時代の風




○ケンプラッツ・連載 〜 道路整備に税金は要らない(1) 〜

《日本は道路をつくる国》
 2008年、道路をめぐる議論が騒がしい。世間を揺り動かしている。「郵政民営化」選挙ならぬ「道路財源」選挙が起こっても不思議でない状況がある。道路を聖域視してきた戦後行政が大きな転機を迎えていることは間違いない。その背景には、ガソリンなどの暫定税率の存廃と道路特定財源の一般財源化との二つがある。
 暫定税率の方は、昨秋以降の原油価格の急騰とも相まって、生活をおびやかしそうだから国民も黙ってはいない。何せ1リットル当たり30円ほども変わるのだから。道路特定財源にも国民の怒りは向いている。やれ、道路特定財源を使って役人や天下りが豪遊しただとか、マッサージチェアやカラオケセットを買っただとか。「そんな使い方をするなら暫定税率は廃止して、道路予算を減らせ」――これが国民の感情だろう。

1.いつまで続く道路特定財源
 政府は、2009年度から道路特定財源を一般財源化することを閣議決定した。一方で5月13日には、道路整備費財源特例法改正案を再可決した。つまり、2009年度からは「道路特定財源はやめます」という閣議決定と、「道路特定財源は10年間維持します」という特例法改正案が併存し、矛盾する状況は変わっていない。
 国土交通省が発表した「平成20年度道路関係予算の概要」によれば、2008年度(平成20年度)の総道路投資額は約7兆8000億円。これほどの大金が無駄遣いされたりするとあっては、国民の反感を買ったとしても無理はない。
 道路特定財源の徴収額は、本則税率ではなく、暫定的に2倍に高められた暫定税率で計算している。それが数十年にわたって継続されているのだ。暫定税率が廃止されれば、減少する税収額はガソリン税だけでも1兆4000億円に上る。

2.結局は借金も税金で返すことに
 税金でつくるのが国道や地方道、借金をしてつくってもよいのが高速道路や一般有料道路――。ステレオタイプではあるが、普通の国民感覚としてはこんな理解である。
 旧道路公団の民営化までは、前者を「直轄方式」といい、後者を「公団方式」と呼んだ。「直轄方式」は直接、国民の税金を投入して道路をつくる。あらかじめ国に予算がないと道路はつくれないが、税金でつくられるから通行料金などを徴収する必要はない。
 これに対して、「公団方式」とは財政投融資や民間の金融機関から借金して道路を建設してもよい方式である。だから、国に資金がなくても道路をつくるし、借金返済のために料金を徴収する。2004年時点で旧道路関係4公団の借金は、総額約40兆円だった。

────────

作業内容:
読解文によると、2008年度の総道路投資額はいくらか。 項目はこの作業には関係しない。

────────

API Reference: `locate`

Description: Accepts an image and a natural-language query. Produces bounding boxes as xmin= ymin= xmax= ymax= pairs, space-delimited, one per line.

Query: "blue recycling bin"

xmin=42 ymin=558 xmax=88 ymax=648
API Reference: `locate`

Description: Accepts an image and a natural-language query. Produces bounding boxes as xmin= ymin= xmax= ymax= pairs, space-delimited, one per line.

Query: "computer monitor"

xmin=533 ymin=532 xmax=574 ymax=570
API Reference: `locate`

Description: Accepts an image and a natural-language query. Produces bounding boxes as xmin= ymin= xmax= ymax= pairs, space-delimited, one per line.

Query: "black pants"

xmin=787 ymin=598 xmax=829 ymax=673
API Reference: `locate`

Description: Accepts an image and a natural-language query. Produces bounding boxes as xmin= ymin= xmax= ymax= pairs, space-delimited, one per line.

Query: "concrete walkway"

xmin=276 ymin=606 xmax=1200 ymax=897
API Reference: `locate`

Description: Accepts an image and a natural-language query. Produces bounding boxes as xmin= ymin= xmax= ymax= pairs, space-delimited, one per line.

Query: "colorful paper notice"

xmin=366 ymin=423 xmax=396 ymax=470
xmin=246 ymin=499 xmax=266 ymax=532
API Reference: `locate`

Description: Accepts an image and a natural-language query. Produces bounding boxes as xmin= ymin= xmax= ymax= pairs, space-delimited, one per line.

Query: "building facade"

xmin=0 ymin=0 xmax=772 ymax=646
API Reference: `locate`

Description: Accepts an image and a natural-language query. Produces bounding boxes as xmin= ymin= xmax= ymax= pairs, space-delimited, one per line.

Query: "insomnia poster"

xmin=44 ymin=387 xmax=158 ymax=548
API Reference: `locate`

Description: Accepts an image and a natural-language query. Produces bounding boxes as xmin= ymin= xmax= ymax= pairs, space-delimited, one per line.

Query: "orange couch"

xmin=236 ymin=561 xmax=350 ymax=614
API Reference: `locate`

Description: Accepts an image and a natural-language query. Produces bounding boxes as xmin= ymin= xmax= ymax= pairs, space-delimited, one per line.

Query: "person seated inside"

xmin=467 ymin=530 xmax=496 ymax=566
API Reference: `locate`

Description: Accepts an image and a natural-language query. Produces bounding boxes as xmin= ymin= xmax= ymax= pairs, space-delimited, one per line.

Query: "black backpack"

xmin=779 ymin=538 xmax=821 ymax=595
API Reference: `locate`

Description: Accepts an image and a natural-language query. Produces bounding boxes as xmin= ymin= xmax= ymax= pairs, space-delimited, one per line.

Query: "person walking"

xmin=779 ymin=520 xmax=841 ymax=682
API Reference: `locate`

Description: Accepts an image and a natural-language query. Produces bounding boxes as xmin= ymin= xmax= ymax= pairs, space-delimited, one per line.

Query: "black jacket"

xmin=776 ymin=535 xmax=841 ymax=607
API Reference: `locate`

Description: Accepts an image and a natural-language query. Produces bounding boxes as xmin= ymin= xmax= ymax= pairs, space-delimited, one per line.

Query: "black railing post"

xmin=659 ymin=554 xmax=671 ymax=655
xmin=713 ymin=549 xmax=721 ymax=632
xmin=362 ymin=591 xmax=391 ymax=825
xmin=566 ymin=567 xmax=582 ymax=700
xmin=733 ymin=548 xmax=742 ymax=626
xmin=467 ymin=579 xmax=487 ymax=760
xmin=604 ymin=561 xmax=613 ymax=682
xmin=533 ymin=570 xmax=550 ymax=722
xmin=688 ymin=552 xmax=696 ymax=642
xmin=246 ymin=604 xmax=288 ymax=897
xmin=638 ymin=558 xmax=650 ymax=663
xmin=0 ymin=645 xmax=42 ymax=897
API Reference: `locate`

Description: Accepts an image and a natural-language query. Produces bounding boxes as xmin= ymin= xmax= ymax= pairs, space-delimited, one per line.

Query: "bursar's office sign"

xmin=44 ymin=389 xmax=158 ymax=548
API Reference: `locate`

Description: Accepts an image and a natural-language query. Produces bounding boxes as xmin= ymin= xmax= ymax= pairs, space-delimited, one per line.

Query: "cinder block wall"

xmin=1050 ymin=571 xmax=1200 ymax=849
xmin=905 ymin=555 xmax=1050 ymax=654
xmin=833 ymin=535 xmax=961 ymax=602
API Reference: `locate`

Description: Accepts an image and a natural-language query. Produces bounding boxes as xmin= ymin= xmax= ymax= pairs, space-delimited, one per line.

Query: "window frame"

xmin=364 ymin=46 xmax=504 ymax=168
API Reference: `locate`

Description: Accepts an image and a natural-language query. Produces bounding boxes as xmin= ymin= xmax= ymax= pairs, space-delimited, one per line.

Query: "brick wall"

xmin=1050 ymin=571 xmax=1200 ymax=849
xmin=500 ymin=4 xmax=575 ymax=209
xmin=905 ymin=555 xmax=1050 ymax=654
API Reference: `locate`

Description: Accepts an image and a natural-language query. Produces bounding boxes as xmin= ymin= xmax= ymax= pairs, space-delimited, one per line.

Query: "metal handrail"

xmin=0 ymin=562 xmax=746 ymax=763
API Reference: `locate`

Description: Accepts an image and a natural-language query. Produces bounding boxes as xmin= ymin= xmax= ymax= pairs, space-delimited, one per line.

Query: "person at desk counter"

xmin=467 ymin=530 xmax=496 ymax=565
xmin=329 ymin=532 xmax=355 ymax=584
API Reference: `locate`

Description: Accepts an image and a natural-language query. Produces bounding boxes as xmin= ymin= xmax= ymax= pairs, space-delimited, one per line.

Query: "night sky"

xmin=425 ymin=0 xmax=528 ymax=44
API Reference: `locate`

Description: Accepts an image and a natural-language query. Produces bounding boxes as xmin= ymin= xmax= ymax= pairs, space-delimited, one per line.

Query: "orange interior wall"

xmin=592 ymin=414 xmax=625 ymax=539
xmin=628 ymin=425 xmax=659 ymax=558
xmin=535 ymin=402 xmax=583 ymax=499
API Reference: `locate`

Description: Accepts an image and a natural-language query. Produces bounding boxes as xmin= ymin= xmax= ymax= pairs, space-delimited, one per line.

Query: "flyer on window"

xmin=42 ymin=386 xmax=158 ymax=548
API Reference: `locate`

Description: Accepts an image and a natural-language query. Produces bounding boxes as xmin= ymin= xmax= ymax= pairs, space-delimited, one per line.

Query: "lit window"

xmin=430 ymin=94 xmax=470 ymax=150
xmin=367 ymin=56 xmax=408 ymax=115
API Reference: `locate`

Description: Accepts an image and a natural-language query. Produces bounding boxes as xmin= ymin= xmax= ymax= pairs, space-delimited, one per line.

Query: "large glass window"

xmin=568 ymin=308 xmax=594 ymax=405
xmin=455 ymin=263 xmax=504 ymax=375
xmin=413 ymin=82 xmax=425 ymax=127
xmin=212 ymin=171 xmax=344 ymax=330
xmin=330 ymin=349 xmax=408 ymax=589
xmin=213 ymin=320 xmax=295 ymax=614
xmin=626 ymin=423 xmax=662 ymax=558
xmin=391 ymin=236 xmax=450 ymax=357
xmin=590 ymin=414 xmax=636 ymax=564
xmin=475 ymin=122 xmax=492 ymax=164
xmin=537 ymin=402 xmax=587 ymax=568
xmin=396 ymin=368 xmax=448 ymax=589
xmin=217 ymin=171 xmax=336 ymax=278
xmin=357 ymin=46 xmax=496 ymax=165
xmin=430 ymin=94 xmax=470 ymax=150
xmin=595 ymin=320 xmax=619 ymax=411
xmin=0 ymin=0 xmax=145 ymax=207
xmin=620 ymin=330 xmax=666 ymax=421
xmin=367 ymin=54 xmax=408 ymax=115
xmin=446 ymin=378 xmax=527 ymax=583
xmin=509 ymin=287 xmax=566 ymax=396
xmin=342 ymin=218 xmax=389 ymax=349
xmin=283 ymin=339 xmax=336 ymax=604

────────

回答:
約7兆8000億円。